Directive.
All of the material below is to be retyped exactly.

Provided material.
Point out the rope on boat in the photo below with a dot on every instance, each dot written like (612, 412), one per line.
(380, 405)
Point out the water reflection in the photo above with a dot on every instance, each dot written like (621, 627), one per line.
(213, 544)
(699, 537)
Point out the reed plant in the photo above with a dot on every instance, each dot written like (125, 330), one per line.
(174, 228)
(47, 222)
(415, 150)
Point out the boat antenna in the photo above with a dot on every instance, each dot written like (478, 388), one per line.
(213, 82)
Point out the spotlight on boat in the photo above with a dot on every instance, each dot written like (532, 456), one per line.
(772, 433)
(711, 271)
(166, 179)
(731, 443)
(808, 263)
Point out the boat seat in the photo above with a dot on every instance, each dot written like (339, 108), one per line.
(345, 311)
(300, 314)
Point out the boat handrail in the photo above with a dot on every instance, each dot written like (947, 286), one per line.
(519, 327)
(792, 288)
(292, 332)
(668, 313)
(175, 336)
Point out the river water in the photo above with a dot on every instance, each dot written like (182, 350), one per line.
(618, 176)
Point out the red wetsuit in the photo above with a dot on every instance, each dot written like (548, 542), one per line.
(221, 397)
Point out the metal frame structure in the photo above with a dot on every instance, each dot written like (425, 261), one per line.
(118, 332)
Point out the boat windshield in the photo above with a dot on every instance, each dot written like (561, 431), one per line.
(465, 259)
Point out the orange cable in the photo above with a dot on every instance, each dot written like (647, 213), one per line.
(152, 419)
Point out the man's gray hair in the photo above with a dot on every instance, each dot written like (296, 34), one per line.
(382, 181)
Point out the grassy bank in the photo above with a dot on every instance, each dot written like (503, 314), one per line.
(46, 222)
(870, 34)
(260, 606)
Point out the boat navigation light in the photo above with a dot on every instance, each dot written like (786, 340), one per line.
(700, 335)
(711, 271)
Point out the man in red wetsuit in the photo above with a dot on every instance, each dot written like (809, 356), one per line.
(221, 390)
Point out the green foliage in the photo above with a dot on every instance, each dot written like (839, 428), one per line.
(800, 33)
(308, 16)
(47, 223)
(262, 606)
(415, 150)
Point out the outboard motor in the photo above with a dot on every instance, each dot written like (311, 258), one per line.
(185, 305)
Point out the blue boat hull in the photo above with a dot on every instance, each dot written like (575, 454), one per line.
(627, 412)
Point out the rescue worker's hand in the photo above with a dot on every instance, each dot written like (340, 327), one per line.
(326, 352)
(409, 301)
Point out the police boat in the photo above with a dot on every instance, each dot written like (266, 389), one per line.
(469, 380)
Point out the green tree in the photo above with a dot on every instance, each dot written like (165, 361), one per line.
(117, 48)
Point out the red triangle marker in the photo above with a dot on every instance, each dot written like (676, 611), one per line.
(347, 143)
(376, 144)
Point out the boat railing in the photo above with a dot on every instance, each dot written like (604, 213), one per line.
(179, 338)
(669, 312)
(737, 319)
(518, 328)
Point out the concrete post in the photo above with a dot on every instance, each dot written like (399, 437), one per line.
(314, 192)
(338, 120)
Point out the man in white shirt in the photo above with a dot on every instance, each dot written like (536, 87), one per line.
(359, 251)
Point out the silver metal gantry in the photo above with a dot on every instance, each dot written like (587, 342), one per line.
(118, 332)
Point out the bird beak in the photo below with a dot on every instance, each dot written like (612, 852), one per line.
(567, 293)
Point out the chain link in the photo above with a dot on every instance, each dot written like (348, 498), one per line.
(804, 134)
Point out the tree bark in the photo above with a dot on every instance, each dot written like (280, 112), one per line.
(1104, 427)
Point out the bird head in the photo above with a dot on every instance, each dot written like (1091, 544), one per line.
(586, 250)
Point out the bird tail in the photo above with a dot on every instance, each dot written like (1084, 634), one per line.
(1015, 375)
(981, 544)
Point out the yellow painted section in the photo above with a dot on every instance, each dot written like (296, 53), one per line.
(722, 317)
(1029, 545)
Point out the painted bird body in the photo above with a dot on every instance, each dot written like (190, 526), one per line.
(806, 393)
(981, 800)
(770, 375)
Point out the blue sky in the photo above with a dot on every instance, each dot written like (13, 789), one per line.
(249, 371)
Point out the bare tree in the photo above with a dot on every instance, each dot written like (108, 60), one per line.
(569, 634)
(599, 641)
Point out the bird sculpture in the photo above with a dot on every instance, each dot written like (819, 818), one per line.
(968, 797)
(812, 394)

Written answer.
Point out the rope on boat in the photo below with a dot on every instance, each dot written like (612, 412), one per line.
(380, 405)
Point out the water reflection in the photo above with a dot on every instance, each dot written like (621, 627), one per line.
(213, 544)
(699, 537)
Point out the reed plant in the photo above with a dot on every instance, each dot written like (125, 330), one per line.
(174, 228)
(47, 222)
(415, 150)
Point out the boat antenna in the photo above with a dot on every instance, each dot written like (478, 388), one per line.
(213, 82)
Point out the spotlight on boat in the photo above with a dot on every instance, each dot written like (532, 456), one per line.
(772, 433)
(711, 271)
(166, 179)
(731, 443)
(808, 263)
Point out the boat seat in the photo above with a dot on every instance, each dot written like (339, 108), one per line.
(345, 311)
(300, 314)
Point out the boat handrail in the photo above with a dot on every instance, each dot written like (947, 286), one per line.
(519, 327)
(792, 288)
(292, 332)
(668, 313)
(175, 336)
Point out the river water in the photo above with a dot on every instance, each dot written like (182, 350), one per line.
(618, 176)
Point out the red wetsuit in the photo above with a dot on every instance, each dot written like (548, 542), one per line.
(221, 397)
Point out the metal frame structure in the photo above with a dot on every instance, each dot written like (425, 261), one per line.
(118, 332)
Point out the boat windshield in the photo above with a dot on every instance, each dot written like (561, 431), one per line.
(465, 259)
Point out the orange cable in the photo above with a dot on every instance, each dot written like (647, 213), one per line.
(152, 419)
Point out the man's gray hair in the photo above with a dot on every instance, each dot written like (296, 34), one per line.
(382, 181)
Point out the grassy bank in the photo above with a dot on every instance, each dot written like (503, 314), one per line.
(46, 222)
(870, 34)
(260, 606)
Point out the boat navigation light in the photo above with a dot on every instance, each dot written like (786, 340), one per line.
(700, 335)
(711, 271)
Point out the man in red wetsuit in the photo above with a dot on every instance, each dot written like (809, 356), one per line.
(221, 390)
Point out the green foliage in the photo above with a dot on every instance, each dot written like (839, 428), one per line.
(800, 33)
(308, 16)
(47, 223)
(262, 606)
(415, 150)
Point out the outboard motor in the photo above with a dot on every instance, each dot written like (311, 258), one per line.
(185, 305)
Point out the blue boat hull in the photo above with a dot on every instance, each dot written like (575, 454), one per line.
(627, 412)
Point out the rescue worker's hand in the photo above with a dot on every instance, each dot written like (340, 327), one per line.
(326, 352)
(409, 301)
Point out the police boat in the photo above with a dot on every instance, each dot written like (266, 389), one per line.
(469, 380)
Point out the green tree in the photo above with a dot on every instance, each dot written like (165, 361), one per line.
(117, 48)
Point out the red triangle marker in the photo above with a dot on every instance, each dot written like (676, 611), one per line.
(347, 143)
(376, 144)
Point out the boat railing in the photo above with a dot on every instance, each dot written like (604, 213), one per line.
(179, 338)
(669, 312)
(737, 319)
(518, 328)
Point out the concrete post in the photo above with a dot on every instance, each dot written like (399, 437), one per line.
(314, 192)
(338, 120)
Point out the man in white shirt in the photo above with a dot on every instance, each dot written like (536, 87), one per line.
(359, 251)
Point out the silver metal gantry in the photo above with a dot on every instance, each dot written like (587, 342), one per line.
(118, 332)
Point out the bird beak in the photo below with a dot on every instance, each dot written like (612, 852), one per line.
(567, 293)
Point out the chain link in the photo above with a dot on every instance, each dot written like (348, 498), one per line.
(804, 134)
Point out the tree bark in the photo above with a dot on every instance, each dot written like (280, 112), one per line.
(1104, 427)
Point out the bird head in the photo above with a dot on every instance, each dot written like (1091, 544), one per line.
(586, 250)
Point out the bird tail in the photo above with a dot on every instance, each dot written like (1084, 634), one per line.
(1015, 375)
(981, 544)
Point out the yellow painted section in the photo above with a dot on every instance, each dot written like (296, 53), one per line.
(722, 317)
(1029, 545)
Point out the painted bird body in the photo above with a dot on every instance, each dot written like (190, 526), one per line.
(806, 393)
(981, 800)
(770, 375)
Point out the blue sky in the photo above with a dot on every instance, each dot written like (13, 789), one per line.
(249, 371)
Point out the bare tree in the photo above with a dot on every instance, each dot written like (108, 60), one per line.
(569, 634)
(599, 641)
Point out the bird sculpture in the photo above with a dot on every instance, each dot written like (819, 818), one per line.
(968, 797)
(812, 394)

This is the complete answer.